▶ _WRITTEN TASK_: Please rewrite every line of the listing below as a Markdown table with two columns, Row and Line. Number each row and leave out blank lines.

▶ _EXCERPTED RECORDS_:
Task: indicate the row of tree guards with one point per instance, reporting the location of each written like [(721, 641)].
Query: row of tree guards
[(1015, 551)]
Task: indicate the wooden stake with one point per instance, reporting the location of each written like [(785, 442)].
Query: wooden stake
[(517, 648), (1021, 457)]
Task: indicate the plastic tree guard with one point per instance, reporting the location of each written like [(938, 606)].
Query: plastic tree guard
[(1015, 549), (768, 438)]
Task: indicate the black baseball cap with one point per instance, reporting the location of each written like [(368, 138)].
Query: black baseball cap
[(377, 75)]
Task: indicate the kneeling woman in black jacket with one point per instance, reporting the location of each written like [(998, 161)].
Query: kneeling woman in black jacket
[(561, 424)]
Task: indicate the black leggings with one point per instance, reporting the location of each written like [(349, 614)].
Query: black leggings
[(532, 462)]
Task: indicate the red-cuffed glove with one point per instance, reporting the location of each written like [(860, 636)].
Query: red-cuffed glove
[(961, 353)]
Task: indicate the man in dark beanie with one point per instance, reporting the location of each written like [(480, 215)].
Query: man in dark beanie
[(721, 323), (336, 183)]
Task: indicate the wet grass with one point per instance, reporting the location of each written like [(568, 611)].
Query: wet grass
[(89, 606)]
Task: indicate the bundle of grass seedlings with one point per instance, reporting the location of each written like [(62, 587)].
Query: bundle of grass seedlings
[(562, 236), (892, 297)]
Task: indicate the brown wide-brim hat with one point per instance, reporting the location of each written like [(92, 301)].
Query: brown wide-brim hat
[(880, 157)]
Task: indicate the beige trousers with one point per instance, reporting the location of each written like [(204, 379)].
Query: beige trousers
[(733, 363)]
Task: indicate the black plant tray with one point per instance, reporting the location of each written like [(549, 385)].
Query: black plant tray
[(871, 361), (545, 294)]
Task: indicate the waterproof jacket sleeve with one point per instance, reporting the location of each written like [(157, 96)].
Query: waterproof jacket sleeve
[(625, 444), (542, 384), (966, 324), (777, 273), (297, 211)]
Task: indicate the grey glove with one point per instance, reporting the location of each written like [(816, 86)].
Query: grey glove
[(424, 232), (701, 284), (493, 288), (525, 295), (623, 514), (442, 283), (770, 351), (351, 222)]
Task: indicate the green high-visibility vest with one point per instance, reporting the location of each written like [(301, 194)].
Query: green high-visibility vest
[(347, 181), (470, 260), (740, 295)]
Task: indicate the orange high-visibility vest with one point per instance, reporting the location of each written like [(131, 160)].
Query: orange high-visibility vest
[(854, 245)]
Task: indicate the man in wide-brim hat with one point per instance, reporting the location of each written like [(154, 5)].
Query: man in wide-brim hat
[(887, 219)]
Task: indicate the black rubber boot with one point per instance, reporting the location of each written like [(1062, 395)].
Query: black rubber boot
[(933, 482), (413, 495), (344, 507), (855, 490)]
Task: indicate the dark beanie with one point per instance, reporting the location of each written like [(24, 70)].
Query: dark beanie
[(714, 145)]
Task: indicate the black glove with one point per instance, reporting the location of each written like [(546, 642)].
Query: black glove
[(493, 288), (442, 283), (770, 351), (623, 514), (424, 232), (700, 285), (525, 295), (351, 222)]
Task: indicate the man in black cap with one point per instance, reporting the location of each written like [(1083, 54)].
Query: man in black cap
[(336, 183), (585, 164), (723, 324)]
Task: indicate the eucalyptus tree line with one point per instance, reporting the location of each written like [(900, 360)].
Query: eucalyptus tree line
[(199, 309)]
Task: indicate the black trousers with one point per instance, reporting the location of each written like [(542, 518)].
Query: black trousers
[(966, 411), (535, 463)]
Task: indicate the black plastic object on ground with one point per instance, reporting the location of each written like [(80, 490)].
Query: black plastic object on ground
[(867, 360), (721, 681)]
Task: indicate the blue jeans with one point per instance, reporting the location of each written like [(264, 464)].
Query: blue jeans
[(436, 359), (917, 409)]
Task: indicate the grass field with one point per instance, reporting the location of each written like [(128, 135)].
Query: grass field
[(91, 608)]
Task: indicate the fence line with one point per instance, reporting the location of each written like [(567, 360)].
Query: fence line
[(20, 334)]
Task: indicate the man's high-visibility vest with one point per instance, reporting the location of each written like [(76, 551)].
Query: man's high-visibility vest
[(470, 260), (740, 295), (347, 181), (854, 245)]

▶ _RIGHT ANSWER_:
| Row | Line |
|---|---|
| 1 | Task: indicate the row of tree guards with one point per instance, reporting the location of each written like [(721, 641)]. |
| 2 | Query: row of tree guards |
| 3 | [(1015, 551)] |
| 4 | Task: indicate the wooden stake with one point per instance, reporting the location of each written like [(785, 442)]. |
| 5 | Query: wooden stake |
| 6 | [(517, 648), (1021, 457)] |
| 7 | Task: indicate the plastic tree guard with one point per instance, reporting the location of each written like [(938, 606)]. |
| 8 | Query: plastic tree guard |
| 9 | [(1015, 549), (768, 438)] |
| 10 | Task: indicate the black baseball cap with one point per instance, reporting the location of each written like [(368, 138)]. |
| 11 | Query: black baseball cap |
| 12 | [(377, 75)] |
| 13 | Task: indicate the kneeling woman in black jacket with one point per instance, reporting the location of each written like [(998, 161)]. |
| 14 | Query: kneeling woman in black jacket |
| 15 | [(561, 424)] |
| 16 | Task: indicate the black leggings with one point per instance, reporting the location of each written like [(349, 614)]. |
| 17 | Query: black leggings |
| 18 | [(532, 462)] |
| 19 | Task: indicate the red-cuffed glove with one point per instance, reporting the location of each written like [(860, 636)]. |
| 20 | Query: red-cuffed glove |
| 21 | [(961, 353)] |
| 22 | Task: indicate the man in dark beanie with one point per instance, reporting the location of each written like [(480, 215)]. |
| 23 | Query: man in dark beanie |
| 24 | [(721, 323), (336, 183)] |
| 25 | Task: indicate the wet grass with one point per instance, reporting the location of each written like [(568, 611)]. |
| 26 | Query: wet grass |
| 27 | [(89, 606)] |
| 28 | Task: indicate the bundle of grass seedlings with one point per instance, reporting the location of each written like [(62, 587)]. |
| 29 | Query: bundle of grass seedlings |
| 30 | [(562, 236), (892, 297)] |
| 31 | Task: indicate the brown wide-brim hat with one point per instance, reporting the location of each written like [(92, 301)]. |
| 32 | Query: brown wide-brim hat |
| 33 | [(880, 157)] |
| 34 | Task: indicate the beige trousers with one point per instance, reporting the location of each written like [(204, 379)]. |
| 35 | Query: beige trousers |
| 36 | [(733, 363)] |
| 37 | Task: indicate the black plant tray with one point per instance, reporting the location of each written like [(549, 385)]. |
| 38 | Query: black plant tray |
| 39 | [(871, 361), (545, 294)] |
| 40 | Task: indicate the waterproof jacket sleeve with one point per instance, reporting the location of each written like [(157, 96)]. |
| 41 | Query: waterproof jacket sleeve |
| 42 | [(625, 444), (542, 384), (966, 324), (777, 273), (297, 211)] |
| 43 | Task: indicate the grey glove with one point per instance, reporting the location of each written like [(816, 86)]. |
| 44 | Query: grey glove |
| 45 | [(424, 232), (701, 284), (493, 288), (525, 295), (623, 514), (442, 283), (770, 351), (351, 222)] |
| 46 | Task: indicate the green high-visibility vest with one point per instance, reporting the location of each written like [(301, 194)]. |
| 47 | Query: green high-visibility vest |
| 48 | [(347, 181), (470, 260), (740, 295)] |
| 49 | Task: indicate the orange high-visibility vest with one point per instance, reporting the location of each written like [(131, 160)]. |
| 50 | Query: orange high-visibility vest |
| 51 | [(854, 245)] |
| 52 | Task: indicate the man in wide-brim hat with one point per instance, reporting the location of each written like [(154, 5)]. |
| 53 | Query: man in wide-brim hat |
| 54 | [(887, 219)] |
| 55 | Task: indicate the black rubber boot with one point per instance, reporting the location of each written like [(1062, 395)]. |
| 56 | Query: black rubber boot |
| 57 | [(933, 482), (413, 495), (344, 507), (855, 490)] |
| 58 | Task: indicate the dark beanie with one point per instance, reporting the location of each written like [(24, 70)]. |
| 59 | Query: dark beanie |
| 60 | [(714, 145)] |
| 61 | Task: indicate the black glove with one point per instance, reporting the location of each written like [(546, 642)]. |
| 62 | Query: black glove |
| 63 | [(493, 288), (442, 283), (770, 351), (623, 514), (424, 232), (700, 285), (525, 295), (351, 222)] |
| 64 | Task: indicate the man in black cap with one point per instance, reporting the location of each written like [(1083, 54)]. |
| 65 | Query: man in black cap |
| 66 | [(336, 183), (585, 164), (723, 324)] |
| 67 | Task: indicate the eucalyptus tree line with one point per instance, reporting the location of each written like [(900, 360)]. |
| 68 | Query: eucalyptus tree line |
| 69 | [(199, 309)] |
| 70 | Task: indicate the black trousers with one point per instance, reporting the location of each written like [(542, 518)]. |
| 71 | Query: black trousers |
| 72 | [(966, 411), (535, 463)] |
| 73 | Task: indicate the black plastic object on ground with one point per instance, reporting the location of each written like [(80, 490)]. |
| 74 | Query: black plastic object on ground |
| 75 | [(867, 360), (721, 681)] |
| 76 | Task: indicate the blue jeans with one point per instance, reporting the location of each written like [(264, 464)]. |
| 77 | Query: blue jeans |
| 78 | [(436, 359), (917, 409)] |
| 79 | Task: indicate the grass field with one point per instance, reporting the location of each written like [(128, 135)]. |
| 80 | Query: grass field |
| 81 | [(91, 608)] |
| 82 | Task: indicate the fence line with one point per instance, reporting the location of each written like [(567, 360)]. |
| 83 | Query: fence line |
| 84 | [(20, 334)] |
| 85 | Task: indicate the man's high-visibility vest with one point per instance, reporting the location of each written like [(76, 551)]. |
| 86 | Query: man's high-visibility vest |
| 87 | [(470, 260), (740, 295), (347, 181), (854, 245)] |